BEGIN Passage provided

#Introduction
Classification can be performed on structured or unstructured data.

To start with, let's learn classification of structured data.

Before we get into what is classification of structured data, let's see what is classification?

Classification is a technique where we categorize data into a given number of classes. The main goal of a classification problem is to identify the category/class to which a new data will fall under.

Now, what is structured data?

Any data which has a high level of organization can be considered as structured data. This includes data in an excel sheet, relational database etc.

#Vocabulary: Classification
Classifier- An algorithm that maps the input data to a specific category.

Feature: A feature is an individual measurable property of a phenomenon being observed.

Feature selection: It is the process of identifying/deriving the most meaningful data(features) from the given input.

Classification model-A classification model tries to draw some conclusion from the input values given for training. It will predict the class labels/categories for the new data.

#Vocabulary: Classification Types
Binary Classification: Classification task with two possible outcomes. Eg: Gender classification(Male/Female)

Multi class classification : Classification with more than two classes. In multi class classification each sample is assigned to one and only one target label. Eg: An animal can be cat or dog but not both at the same time

Multi label classification: Classification task where each sample is mapped to a set of target labels (more than one class). Eg: A news article can be about sports, a person, location at the same time.

Supervised classification: It is a technique where the learning is based on a training set of correctly labeled observations. Eg: Email classification where input data is a set of emails labeled as spam/not spam.

Unsupervised classification: Grouping the observations into various categories based on some similarity measures. Eg: Grouping of news articles based on the content.

![alt text](https://docs-cdn.fresco.me/system/attachments/files/000/112/728/large/2c2cedcedda1397beb4102f8a3426420a3ea6c0d/Sdc_pipeline_v1.jpeg)



In [2]:
import sklearn.datasets

iris = sklearn.datasets.load_iris()

print(type(iris))

<class 'sklearn.utils.Bunch'>


#Problem Description
Let us understand structured data classification through a case study:

Churn Analysis in Telecommunication:

A customer can be called as a “churner” when he/she discontinue their subscription in a company and move their business to a competitor. Prediction as well as prevention of customer churn brings a huge additional revenue source for every business.

END Passage provided
BEGIN Source excerpt

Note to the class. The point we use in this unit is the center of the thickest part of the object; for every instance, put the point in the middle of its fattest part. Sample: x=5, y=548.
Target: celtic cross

END Source excerpt

* _What you will do_
**a.** According to the classification tutorial, why is predicting and preventing customer churn worth the effort? Answer in one to three sentences.
**b.** Render this sentence from the classification tutorial in Spanish: "Classification is a technique where we categorize data into a given number of classes."
**c.** From the classification tutorial, reproduce the passage from "Before we get" to "is structured data?" without any changes.
The listing is separate material and has no connection to the text about classification.

* _Answers in order_
**a.** Predicting and preventing customer churn brings a huge additional revenue source for every business. A churner is a customer who discontinues their subscription and moves their business to a competitor.

**b.** La clasificación es una técnica en la que categorizamos los datos en un número determinado de clases.

**c.**
Before we get into what is classification of structured data, let's see what is classification?

Classification is a technique where we categorize data into a given number of classes. The main goal of a classification problem is to identify the category/class to which a new data will fall under.

Now, what is structured data?